**** EXERCISE MATERIALS

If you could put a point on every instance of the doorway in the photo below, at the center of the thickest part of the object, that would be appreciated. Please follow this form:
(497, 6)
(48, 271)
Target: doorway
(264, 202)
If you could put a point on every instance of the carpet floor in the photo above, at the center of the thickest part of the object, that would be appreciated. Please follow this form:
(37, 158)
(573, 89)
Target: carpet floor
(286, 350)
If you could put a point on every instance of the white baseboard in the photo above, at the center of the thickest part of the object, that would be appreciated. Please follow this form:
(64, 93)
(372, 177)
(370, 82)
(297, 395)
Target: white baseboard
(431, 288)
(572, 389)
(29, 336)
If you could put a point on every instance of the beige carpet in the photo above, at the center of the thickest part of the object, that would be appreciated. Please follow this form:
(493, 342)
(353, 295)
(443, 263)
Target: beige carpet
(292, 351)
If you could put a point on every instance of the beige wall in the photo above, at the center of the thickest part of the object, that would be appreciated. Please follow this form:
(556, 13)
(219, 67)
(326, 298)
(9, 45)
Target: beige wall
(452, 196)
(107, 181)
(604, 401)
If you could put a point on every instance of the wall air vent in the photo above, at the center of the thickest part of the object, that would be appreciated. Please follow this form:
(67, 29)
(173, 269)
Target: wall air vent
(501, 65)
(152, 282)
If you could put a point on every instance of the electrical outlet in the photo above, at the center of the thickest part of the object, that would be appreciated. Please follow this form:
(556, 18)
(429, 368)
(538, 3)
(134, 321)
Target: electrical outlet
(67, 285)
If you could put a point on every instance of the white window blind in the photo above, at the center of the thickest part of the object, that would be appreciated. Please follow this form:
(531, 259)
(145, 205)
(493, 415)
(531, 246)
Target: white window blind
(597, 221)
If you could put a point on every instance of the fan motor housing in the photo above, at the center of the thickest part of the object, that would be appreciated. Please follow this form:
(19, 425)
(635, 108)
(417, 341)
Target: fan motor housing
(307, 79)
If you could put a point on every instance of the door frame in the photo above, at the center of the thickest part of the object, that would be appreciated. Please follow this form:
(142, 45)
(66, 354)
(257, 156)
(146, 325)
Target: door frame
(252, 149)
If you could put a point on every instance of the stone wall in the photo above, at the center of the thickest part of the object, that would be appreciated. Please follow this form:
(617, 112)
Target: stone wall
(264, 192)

********

GIVEN PROBLEM – Rewrite the part of the material that opens with the line containing "the fan motor" and runs through the end of the material, shifting every coordinate in the points listed after each "Target" line up by 120. Leave all other lines, including the sample points, unchanged.

EXERCISE SOLUTION –
If you could put a point on every instance of the fan motor housing in the photo above, at the center of the thickest part of the object, that would be appreciated. Please follow this form:
(19, 425)
(635, 108)
(417, 341)
Target: fan motor housing
(427, 199)
If you could put a point on every instance of the door frame in the photo above, at the center of the thickest part of the object, that would be appreciated. Please follow this form:
(142, 45)
(66, 354)
(257, 156)
(146, 325)
Target: door frame
(372, 269)
If you could put a point on every instance of the stone wall in the photo above, at the center of the thickest part of the object, that would be appreciated. Please follow this form:
(617, 112)
Target: stone wall
(384, 312)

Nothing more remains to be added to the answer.